◆ **What you have to do**: From the polar axis build notes below, copy word for word the part that begins at "The Polar assembly" and ends after "as shown here.".

◆ **Selected passage**:
** begin **

There was a bit of marking and drilling to do for the 10 screws which hold the clamping bush on the end of the Polar Axis. Plus 4 more holes for the bush extractor screws and a shaft depth spotting hole in the middle.

If i can find some heavier plate I shall swap over to that. Greater thickness would allow the bush holding screws to sit in counter-bored holes to allow them to be made flush with the surface of the top plate. Having them standing proud just means I need to rout a circle in the oak housing to clear them.

The Polar assembly is getting seriously heavy now. I was just able to lift it upright and lay it down on the bench again for the photographs but that was about it. The cylinder, wormwheel and top plate need to be removed to carry the basic bearing housing around with any remaining reserves of strength.

A slightly different view. The Polar Axis will be tilted up and held firmly at 55°. Not lying down as shown here. 

The plan is to run long screws vertically through the cylinder and the top plate to add extra strength and stiffness. Even longer screws will be passed through the top plate and right through the Declination housing. You can se where I practiced drawing clearance lines on the PA "box" before proceeding.

** end **

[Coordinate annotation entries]
** begin **

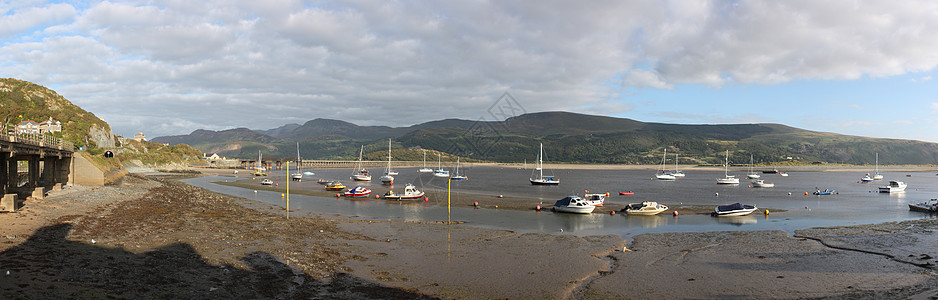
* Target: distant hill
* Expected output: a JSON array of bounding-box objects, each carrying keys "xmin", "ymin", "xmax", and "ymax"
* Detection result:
[{"xmin": 153, "ymin": 112, "xmax": 938, "ymax": 165}]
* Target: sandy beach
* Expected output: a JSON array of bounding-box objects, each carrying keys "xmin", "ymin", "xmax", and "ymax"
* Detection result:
[{"xmin": 0, "ymin": 175, "xmax": 938, "ymax": 299}]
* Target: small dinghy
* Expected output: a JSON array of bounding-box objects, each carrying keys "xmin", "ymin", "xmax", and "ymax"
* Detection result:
[{"xmin": 712, "ymin": 203, "xmax": 758, "ymax": 217}]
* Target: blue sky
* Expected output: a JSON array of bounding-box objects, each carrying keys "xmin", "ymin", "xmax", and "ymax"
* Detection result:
[{"xmin": 0, "ymin": 0, "xmax": 938, "ymax": 142}]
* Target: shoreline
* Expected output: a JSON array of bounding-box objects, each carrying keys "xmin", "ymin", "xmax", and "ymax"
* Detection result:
[{"xmin": 0, "ymin": 171, "xmax": 938, "ymax": 299}]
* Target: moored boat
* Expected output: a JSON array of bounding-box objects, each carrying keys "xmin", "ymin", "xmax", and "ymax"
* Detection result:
[
  {"xmin": 384, "ymin": 183, "xmax": 424, "ymax": 200},
  {"xmin": 554, "ymin": 196, "xmax": 596, "ymax": 214},
  {"xmin": 342, "ymin": 186, "xmax": 371, "ymax": 198},
  {"xmin": 622, "ymin": 201, "xmax": 668, "ymax": 216},
  {"xmin": 909, "ymin": 199, "xmax": 938, "ymax": 213},
  {"xmin": 711, "ymin": 203, "xmax": 758, "ymax": 217},
  {"xmin": 879, "ymin": 180, "xmax": 908, "ymax": 193}
]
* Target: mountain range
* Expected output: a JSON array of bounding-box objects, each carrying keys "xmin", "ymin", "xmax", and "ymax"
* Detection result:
[{"xmin": 153, "ymin": 112, "xmax": 938, "ymax": 165}]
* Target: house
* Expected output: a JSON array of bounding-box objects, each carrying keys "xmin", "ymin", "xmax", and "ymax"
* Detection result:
[
  {"xmin": 16, "ymin": 120, "xmax": 39, "ymax": 134},
  {"xmin": 39, "ymin": 117, "xmax": 62, "ymax": 133}
]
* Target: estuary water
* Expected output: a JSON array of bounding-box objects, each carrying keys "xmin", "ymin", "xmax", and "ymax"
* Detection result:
[{"xmin": 179, "ymin": 167, "xmax": 938, "ymax": 238}]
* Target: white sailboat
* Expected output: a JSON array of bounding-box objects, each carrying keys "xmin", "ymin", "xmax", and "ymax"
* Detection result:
[
  {"xmin": 381, "ymin": 139, "xmax": 397, "ymax": 185},
  {"xmin": 453, "ymin": 156, "xmax": 469, "ymax": 180},
  {"xmin": 655, "ymin": 148, "xmax": 674, "ymax": 180},
  {"xmin": 351, "ymin": 145, "xmax": 371, "ymax": 181},
  {"xmin": 529, "ymin": 143, "xmax": 560, "ymax": 185},
  {"xmin": 290, "ymin": 142, "xmax": 303, "ymax": 181},
  {"xmin": 671, "ymin": 153, "xmax": 685, "ymax": 178},
  {"xmin": 717, "ymin": 150, "xmax": 739, "ymax": 184},
  {"xmin": 417, "ymin": 149, "xmax": 433, "ymax": 173},
  {"xmin": 433, "ymin": 153, "xmax": 449, "ymax": 177},
  {"xmin": 746, "ymin": 153, "xmax": 762, "ymax": 179}
]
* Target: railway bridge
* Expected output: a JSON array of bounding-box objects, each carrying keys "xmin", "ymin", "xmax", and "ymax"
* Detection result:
[{"xmin": 0, "ymin": 124, "xmax": 75, "ymax": 211}]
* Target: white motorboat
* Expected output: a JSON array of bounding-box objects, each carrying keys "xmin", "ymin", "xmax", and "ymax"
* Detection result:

** end **

◆ **Solution for this problem**:
The Polar assembly is getting seriously heavy now. I was just able to lift it upright and lay it down on the bench again for the photographs but that was about it. The cylinder, wormwheel and top plate need to be removed to carry the basic bearing housing around with any remaining reserves of strength.

A slightly different view. The Polar Axis will be tilted up and held firmly at 55°. Not lying down as shown here.